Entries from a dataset
----------
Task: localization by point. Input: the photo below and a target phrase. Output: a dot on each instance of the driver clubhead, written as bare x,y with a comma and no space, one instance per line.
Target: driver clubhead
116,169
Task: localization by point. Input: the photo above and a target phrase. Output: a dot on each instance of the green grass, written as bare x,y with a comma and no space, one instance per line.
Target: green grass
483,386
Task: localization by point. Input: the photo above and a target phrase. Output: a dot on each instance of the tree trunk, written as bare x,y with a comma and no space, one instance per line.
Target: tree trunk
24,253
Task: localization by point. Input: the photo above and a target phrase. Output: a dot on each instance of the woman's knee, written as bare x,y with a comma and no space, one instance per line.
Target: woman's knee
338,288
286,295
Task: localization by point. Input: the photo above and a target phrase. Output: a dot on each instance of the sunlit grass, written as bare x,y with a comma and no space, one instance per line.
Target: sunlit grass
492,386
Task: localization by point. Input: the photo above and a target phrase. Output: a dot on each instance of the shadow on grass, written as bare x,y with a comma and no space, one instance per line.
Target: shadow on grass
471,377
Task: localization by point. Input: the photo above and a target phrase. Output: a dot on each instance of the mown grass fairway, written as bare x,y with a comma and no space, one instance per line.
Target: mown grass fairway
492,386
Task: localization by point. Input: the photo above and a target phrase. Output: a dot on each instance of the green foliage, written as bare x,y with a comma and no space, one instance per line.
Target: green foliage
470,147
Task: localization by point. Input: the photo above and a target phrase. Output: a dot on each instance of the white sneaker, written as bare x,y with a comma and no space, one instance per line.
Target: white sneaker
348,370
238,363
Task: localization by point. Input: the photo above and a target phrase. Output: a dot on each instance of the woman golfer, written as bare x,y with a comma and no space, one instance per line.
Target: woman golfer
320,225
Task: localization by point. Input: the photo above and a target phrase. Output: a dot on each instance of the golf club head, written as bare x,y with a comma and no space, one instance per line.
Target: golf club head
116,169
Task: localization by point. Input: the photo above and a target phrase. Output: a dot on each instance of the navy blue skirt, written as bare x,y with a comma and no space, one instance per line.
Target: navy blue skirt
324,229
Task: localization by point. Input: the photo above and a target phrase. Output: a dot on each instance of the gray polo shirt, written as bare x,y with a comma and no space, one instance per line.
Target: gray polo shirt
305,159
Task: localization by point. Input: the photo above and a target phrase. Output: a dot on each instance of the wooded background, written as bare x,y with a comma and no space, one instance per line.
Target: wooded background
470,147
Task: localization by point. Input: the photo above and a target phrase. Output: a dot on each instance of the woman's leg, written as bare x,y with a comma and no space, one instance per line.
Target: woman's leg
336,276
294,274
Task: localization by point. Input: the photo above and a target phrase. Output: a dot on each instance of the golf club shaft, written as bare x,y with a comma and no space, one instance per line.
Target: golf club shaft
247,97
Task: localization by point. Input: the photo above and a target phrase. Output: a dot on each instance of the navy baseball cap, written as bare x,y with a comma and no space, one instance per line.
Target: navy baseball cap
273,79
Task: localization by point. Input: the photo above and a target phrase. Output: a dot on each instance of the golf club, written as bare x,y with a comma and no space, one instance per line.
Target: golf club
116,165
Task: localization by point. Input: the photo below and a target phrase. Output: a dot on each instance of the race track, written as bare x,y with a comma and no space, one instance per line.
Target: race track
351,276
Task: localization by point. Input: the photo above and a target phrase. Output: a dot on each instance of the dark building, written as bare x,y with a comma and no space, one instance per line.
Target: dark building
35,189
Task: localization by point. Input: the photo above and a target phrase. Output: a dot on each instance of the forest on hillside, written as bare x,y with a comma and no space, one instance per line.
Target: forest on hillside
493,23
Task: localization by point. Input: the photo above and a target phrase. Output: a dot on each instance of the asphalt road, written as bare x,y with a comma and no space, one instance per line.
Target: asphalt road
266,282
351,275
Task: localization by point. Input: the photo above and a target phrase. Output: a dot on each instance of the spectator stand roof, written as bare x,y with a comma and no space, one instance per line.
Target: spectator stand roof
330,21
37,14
----------
Your output consists solely of the lines from the one with "of the race" through the last line, copied exactly.

> _Task output_:
Task: localization by point. Input: the photo below and a target phrase. Output: a dot on each instance of the race track, written as bare x,y with a comma and no space, one instance per line.
Target: race track
351,276
Task: localization by point. Input: the photo above and a target phrase. Output: a dot on each instance of the dark building, written as bare x,y with a comma and no space, one instance per line.
Target: dark building
35,189
Task: localization by point. Input: the photo above and a target phrase. Output: a dot on each instance of the forest on hillside, written as bare x,y with a comma and no space, one instance per line.
Target: forest on hillside
493,23
Task: localization by point. Input: the photo above and a target phrase. Output: a dot on each instance of the asphalt road, written as bare x,y with a comma and no space, one instance per line.
Target: asphalt road
266,282
351,275
Task: localization by point. Input: the photo above and a target phrase. Output: a dot on each instance of the spectator stand roof, written as bare x,y with a comma and no space, one instance per line.
Target: spectator stand roof
330,21
37,14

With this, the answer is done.